[Entries taken from a collection]
Segment Open

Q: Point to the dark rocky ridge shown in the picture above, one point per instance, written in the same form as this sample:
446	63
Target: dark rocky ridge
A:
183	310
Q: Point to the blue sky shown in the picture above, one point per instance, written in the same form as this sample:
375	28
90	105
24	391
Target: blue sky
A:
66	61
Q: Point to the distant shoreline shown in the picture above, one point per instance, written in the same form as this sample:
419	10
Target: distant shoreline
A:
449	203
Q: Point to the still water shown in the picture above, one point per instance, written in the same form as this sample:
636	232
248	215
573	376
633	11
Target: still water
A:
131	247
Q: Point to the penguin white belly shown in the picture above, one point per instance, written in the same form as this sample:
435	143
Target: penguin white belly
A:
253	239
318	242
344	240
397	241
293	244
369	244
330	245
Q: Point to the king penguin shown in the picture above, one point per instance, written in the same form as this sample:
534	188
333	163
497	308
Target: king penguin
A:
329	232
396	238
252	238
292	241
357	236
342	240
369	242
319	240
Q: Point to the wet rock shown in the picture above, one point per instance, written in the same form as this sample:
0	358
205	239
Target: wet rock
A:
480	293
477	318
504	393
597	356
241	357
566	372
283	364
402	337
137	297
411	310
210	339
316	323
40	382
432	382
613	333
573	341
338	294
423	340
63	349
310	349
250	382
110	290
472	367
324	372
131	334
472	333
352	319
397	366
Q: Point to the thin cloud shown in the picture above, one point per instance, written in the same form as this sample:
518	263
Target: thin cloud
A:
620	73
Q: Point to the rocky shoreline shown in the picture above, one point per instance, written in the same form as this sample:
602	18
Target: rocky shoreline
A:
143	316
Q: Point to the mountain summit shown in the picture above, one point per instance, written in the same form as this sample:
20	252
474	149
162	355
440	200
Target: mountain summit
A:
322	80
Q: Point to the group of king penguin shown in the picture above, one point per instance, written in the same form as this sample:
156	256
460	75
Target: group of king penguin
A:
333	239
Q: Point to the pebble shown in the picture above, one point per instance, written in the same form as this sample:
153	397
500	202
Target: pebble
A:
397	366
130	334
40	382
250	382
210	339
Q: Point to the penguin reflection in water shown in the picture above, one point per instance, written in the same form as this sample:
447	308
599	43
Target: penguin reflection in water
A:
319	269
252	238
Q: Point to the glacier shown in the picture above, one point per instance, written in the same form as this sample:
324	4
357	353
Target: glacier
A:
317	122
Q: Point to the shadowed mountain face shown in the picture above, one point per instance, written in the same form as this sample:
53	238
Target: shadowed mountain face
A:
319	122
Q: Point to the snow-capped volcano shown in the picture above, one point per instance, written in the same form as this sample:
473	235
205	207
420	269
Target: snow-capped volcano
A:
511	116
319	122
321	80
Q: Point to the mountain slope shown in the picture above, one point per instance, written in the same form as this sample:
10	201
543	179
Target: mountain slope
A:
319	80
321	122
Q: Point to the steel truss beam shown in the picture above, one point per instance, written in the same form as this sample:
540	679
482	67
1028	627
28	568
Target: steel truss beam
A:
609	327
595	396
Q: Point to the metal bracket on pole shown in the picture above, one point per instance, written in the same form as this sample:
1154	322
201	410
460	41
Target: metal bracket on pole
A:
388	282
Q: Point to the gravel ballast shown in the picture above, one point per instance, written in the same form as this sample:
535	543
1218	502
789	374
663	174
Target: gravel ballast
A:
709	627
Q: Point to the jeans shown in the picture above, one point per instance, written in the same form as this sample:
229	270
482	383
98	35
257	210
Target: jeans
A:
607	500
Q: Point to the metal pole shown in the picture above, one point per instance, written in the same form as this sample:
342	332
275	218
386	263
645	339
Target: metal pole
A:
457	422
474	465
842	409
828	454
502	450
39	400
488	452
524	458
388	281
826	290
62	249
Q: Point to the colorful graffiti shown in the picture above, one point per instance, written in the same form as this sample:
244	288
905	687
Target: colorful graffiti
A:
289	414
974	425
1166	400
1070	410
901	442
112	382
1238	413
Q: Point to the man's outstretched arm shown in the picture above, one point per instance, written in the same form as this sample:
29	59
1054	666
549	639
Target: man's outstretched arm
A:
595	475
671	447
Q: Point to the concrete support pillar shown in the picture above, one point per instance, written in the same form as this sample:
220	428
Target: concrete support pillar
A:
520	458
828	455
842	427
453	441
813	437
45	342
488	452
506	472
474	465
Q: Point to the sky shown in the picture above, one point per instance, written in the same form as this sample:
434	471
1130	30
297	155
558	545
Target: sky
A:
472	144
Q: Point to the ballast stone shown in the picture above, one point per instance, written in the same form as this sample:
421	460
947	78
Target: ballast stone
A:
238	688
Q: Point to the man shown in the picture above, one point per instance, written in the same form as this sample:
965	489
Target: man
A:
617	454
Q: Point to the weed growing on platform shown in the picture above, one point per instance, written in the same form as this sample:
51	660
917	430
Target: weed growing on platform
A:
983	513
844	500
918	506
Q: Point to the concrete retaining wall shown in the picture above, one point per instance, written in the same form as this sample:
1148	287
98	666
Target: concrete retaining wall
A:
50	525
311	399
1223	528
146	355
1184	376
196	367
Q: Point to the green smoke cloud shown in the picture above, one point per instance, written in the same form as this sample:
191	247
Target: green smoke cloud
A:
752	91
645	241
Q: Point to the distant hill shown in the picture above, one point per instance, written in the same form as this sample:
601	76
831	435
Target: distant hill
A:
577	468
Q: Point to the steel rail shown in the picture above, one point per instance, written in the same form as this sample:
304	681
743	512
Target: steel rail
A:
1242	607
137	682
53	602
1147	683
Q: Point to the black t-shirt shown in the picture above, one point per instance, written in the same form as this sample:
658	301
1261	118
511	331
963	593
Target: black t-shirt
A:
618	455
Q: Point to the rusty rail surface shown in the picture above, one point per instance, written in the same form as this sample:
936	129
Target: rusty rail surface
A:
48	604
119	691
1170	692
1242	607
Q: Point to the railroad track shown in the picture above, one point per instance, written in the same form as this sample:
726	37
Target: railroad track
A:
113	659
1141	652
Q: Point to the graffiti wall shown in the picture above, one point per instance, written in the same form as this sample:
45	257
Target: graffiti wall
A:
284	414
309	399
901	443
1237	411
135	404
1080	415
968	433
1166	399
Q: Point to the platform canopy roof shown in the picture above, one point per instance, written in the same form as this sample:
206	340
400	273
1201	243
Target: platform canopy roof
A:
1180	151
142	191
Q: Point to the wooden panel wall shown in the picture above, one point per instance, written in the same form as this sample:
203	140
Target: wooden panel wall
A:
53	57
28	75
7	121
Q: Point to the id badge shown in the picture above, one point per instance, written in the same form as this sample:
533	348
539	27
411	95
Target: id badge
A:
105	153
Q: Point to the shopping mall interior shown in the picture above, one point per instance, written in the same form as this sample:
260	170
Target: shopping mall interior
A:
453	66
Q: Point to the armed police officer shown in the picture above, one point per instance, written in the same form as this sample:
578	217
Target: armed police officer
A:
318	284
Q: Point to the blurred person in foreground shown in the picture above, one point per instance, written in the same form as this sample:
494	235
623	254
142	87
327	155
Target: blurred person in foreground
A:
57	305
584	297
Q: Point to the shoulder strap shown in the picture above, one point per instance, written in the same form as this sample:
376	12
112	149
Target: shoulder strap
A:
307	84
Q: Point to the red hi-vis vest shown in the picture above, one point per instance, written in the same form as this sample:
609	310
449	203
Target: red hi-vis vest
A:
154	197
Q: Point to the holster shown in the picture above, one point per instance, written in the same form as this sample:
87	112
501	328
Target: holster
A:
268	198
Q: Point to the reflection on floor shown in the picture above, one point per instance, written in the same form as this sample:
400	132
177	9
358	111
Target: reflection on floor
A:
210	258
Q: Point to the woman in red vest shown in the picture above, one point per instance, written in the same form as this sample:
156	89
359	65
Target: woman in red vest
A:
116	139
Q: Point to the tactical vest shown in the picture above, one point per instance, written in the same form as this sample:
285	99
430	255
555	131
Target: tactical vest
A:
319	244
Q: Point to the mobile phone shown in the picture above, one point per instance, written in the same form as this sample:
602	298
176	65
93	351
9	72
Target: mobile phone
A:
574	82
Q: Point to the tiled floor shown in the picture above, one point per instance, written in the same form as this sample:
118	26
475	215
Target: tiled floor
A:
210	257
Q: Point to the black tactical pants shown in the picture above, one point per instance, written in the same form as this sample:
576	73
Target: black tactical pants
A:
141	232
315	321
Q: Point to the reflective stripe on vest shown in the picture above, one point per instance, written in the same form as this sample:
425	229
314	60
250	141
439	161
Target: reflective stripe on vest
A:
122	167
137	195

Segment Closed

- [TASK ITEM]: Using the data above, repeat exactly the lines that begin at the line with "Target: mountain summit" and end at the line with "Target: metal pole", both ends included.

- [ANSWER AREA]:
Target: mountain summit
A:
322	80
Q: Point to the group of king penguin shown in the picture above, one point per instance, written in the same form as this sample:
156	256
460	75
Target: group of king penguin
A:
333	239
Q: Point to the pebble shown in the picture above, one point per instance, written in the same form as this sample:
153	397
500	202
Target: pebble
A:
397	366
130	334
40	382
250	382
210	339
Q: Point to the penguin reflection in water shown in the picture above, one point per instance, written in the same form as this sample:
447	308
599	43
Target: penguin reflection in water
A:
319	269
252	238
Q: Point to the glacier shown in the picture above, one point per instance, written in the same form as this sample:
324	4
357	353
Target: glacier
A:
317	122
Q: Point to the shadowed mountain face shown in the picture above, one point per instance, written in the same form as this sample:
53	238
Target: shadowed mountain face
A:
319	122
Q: Point to the snow-capped volcano shown in the picture above, one point per instance, written in the same form as this sample:
473	235
205	207
420	269
Target: snow-capped volcano
A:
511	116
319	122
321	80
Q: Point to the mountain slope shown in the picture above, one point per instance, written in the same form as this sample:
10	201
543	179
Target: mountain slope
A:
319	80
321	122
Q: Point to the steel truss beam shown in the picture above, one point per instance, written in the same form as this sample:
540	679
482	67
1028	627
28	568
Target: steel truss beam
A:
609	327
595	396
Q: Point to the metal bracket on pole shown in the picture above, one point per instance, written in the same form as this sample:
1154	322
201	410
460	41
Target: metal bracket on pole
A:
388	282
Q: Point to the gravel ballast shown in the picture above, one point per instance, written in the same form as this sample:
535	543
1218	502
789	374
663	174
Target: gravel ballast
A:
709	627
Q: Point to the jeans shown in the picture above, one point per instance, written in the same form as this sample:
229	270
482	383
98	35
257	210
Target: jeans
A:
607	500
Q: Point to the metal pole shown in the picture above, one point per instance, written in the same form as this sample:
342	332
275	218
386	263
645	339
Target: metal pole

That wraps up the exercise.